_Problem to work on:_
In your copy of the records, include every word exactly and no pictures.

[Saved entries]
-------

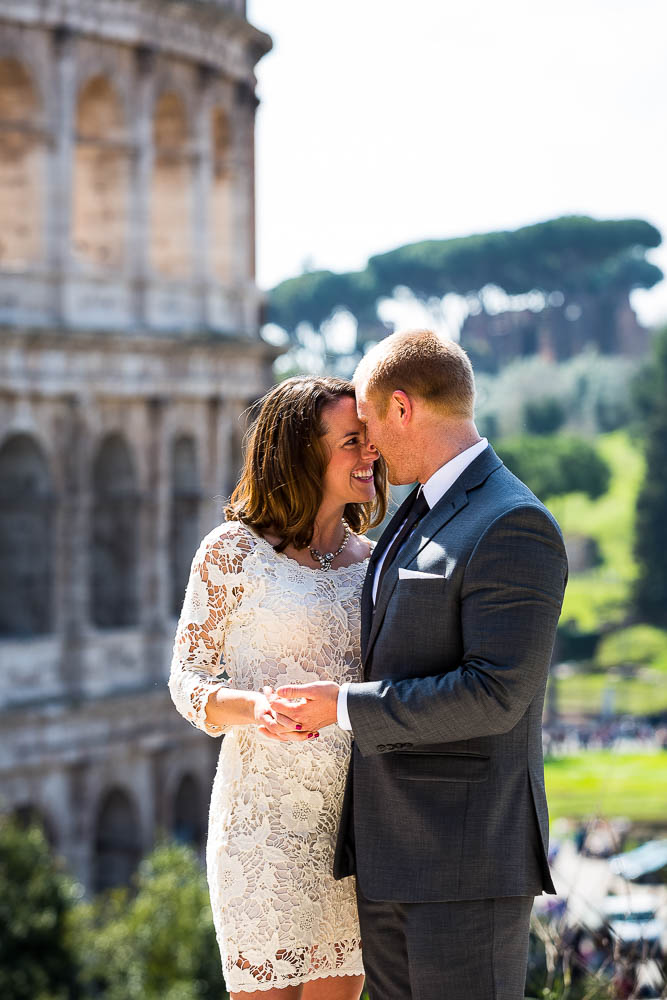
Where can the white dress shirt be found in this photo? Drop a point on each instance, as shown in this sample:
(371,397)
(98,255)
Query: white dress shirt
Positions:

-------

_Reply to the task:_
Where can the white dress shirt be found in this photo? Drop a point on each instance, as shown in this sample:
(371,397)
(98,255)
Query: white dress shirt
Positions:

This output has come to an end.